Provided entries.

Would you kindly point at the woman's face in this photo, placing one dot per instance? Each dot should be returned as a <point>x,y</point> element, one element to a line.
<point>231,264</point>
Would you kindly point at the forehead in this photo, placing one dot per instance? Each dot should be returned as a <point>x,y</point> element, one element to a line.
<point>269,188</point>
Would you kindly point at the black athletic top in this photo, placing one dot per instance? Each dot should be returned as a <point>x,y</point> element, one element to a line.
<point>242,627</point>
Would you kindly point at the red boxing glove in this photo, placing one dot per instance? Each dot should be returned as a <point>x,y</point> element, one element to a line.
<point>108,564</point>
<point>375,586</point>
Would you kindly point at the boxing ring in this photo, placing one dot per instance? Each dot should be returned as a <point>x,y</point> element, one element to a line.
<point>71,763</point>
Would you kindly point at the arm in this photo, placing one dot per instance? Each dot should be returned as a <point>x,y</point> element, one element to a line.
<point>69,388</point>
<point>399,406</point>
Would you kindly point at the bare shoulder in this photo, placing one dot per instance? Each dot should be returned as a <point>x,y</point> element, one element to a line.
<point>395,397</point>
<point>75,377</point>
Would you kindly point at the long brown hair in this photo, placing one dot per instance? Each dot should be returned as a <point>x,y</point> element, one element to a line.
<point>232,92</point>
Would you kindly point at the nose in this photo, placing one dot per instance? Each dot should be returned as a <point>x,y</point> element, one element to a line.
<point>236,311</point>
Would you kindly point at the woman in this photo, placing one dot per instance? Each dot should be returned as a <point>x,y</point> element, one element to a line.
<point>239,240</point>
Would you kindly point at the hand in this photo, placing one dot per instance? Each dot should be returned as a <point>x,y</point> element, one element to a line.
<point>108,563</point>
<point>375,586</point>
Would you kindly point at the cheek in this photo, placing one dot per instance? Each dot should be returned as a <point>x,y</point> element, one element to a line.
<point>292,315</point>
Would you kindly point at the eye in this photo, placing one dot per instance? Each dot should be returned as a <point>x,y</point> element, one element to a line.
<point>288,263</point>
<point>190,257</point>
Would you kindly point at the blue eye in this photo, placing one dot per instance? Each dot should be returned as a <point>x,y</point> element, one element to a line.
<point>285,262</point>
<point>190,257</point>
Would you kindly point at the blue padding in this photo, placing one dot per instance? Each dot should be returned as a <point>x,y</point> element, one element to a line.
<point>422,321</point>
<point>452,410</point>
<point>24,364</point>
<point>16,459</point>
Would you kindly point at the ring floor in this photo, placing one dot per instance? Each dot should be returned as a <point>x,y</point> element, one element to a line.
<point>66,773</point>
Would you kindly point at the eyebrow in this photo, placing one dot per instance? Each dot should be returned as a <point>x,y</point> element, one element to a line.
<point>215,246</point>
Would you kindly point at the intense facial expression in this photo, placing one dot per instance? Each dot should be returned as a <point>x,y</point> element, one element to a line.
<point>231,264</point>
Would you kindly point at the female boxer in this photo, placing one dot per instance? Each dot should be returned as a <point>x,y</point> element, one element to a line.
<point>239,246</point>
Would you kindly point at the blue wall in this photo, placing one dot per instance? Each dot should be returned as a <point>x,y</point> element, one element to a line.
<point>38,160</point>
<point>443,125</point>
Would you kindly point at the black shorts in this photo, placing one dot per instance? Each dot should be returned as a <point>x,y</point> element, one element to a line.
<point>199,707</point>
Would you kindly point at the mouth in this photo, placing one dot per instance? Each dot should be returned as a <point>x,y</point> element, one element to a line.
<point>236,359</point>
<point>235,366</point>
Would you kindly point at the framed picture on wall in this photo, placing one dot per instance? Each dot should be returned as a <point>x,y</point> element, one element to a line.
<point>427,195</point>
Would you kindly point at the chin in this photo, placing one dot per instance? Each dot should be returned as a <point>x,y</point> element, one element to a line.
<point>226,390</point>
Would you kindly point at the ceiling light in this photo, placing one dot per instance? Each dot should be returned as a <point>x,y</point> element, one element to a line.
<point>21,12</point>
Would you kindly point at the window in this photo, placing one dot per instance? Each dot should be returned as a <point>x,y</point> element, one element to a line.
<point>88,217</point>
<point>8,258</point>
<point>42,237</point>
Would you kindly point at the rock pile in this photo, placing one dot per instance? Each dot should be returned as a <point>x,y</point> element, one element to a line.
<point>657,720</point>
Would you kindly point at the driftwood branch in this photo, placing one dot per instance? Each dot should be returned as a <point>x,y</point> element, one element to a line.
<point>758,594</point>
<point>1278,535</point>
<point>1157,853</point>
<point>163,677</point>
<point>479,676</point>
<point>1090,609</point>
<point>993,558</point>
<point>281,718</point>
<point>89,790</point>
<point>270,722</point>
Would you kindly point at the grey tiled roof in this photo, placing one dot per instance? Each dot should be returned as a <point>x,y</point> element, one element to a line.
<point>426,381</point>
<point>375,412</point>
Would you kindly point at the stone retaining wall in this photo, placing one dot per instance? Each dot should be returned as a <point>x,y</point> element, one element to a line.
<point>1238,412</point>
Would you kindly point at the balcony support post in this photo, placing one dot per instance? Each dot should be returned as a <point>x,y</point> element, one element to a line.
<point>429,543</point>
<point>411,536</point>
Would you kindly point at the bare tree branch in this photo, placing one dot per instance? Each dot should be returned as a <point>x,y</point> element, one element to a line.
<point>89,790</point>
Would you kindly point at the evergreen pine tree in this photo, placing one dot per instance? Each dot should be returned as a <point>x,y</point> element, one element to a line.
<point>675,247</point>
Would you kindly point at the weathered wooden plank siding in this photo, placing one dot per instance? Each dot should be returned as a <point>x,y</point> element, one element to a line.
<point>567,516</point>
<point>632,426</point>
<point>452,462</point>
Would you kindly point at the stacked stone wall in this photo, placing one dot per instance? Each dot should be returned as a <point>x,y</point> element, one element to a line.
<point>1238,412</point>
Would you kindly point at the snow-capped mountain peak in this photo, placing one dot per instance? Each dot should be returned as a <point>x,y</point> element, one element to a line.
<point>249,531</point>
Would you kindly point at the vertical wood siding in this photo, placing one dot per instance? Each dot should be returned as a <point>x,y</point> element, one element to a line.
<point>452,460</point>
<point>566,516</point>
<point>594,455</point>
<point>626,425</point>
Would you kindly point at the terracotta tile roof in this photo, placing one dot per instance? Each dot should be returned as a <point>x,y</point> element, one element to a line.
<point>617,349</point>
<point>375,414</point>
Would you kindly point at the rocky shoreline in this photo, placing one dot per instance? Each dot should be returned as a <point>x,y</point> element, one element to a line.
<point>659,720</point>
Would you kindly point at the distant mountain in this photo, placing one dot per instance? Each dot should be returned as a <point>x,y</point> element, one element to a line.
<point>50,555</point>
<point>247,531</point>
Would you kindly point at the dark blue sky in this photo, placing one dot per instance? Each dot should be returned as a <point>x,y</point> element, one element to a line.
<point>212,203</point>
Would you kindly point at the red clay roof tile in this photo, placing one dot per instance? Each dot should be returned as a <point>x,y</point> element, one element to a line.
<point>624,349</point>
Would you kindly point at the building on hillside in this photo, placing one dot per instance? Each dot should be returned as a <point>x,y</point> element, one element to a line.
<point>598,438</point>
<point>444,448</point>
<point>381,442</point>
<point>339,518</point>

Written instruction.
Rewrite the data from the line with "Would you kindly point at the nose" up to and including the line with "<point>292,315</point>", keeping the requests, and shift each point coordinate in the answers by adding 138 to it. Give back only that stretch.

Response to this exercise.
Would you kindly point at the nose in this photo, placing one dot per instance? Each dot should be returned as a <point>x,y</point> element, one element to a line.
<point>374,449</point>
Would you kindly point at the woman in this photo, placing one dot per instance? Each dot should be returned as a <point>x,y</point> element, one element to a line.
<point>377,378</point>
Would you kindly point at the hand in this photo, placing one dot per instance? Each dot should be returned as a <point>x,y</point> element, one element to a line.
<point>246,701</point>
<point>513,724</point>
Would you kindly point at the cheek in this photo, placing one dot per instance? Each dot should be returned as a <point>x,y</point> element, one element to a line.
<point>430,453</point>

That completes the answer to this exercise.